Objective → Rescale the material from the line with "on the cherry" up to and including the line with "point(465, 280)", and give back only those lines, requests included. Multiply each point coordinate in the answers by 0.7 and round to whole numbers with halves going up, leaving the requests and their sample points unchanged.

Named object pointing entries
──────────

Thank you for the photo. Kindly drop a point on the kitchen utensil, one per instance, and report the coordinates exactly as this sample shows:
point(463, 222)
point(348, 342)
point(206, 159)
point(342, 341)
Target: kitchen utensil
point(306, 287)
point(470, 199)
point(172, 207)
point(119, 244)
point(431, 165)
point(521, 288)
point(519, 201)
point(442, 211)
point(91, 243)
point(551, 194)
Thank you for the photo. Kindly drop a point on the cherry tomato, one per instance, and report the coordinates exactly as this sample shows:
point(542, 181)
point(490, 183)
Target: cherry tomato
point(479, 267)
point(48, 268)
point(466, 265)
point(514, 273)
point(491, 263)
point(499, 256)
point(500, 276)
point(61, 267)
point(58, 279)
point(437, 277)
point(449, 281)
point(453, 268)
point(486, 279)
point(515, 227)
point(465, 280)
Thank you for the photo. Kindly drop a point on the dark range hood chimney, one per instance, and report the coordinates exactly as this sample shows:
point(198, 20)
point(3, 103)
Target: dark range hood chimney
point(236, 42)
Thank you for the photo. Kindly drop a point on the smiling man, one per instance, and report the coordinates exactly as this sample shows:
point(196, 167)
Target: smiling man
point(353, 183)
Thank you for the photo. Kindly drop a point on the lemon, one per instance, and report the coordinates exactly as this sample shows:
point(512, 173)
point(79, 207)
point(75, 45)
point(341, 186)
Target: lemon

──────────

Completed task →
Thank you for the photo. Kindly drop a point on the cherry tomato, one per instance, and report the coordinates exactly as this sample shows:
point(542, 181)
point(490, 183)
Target: cherry tomato
point(335, 187)
point(34, 188)
point(326, 186)
point(360, 191)
point(344, 184)
point(349, 179)
point(350, 193)
point(43, 187)
point(41, 195)
point(306, 194)
point(314, 197)
point(317, 188)
point(340, 195)
point(361, 159)
point(326, 196)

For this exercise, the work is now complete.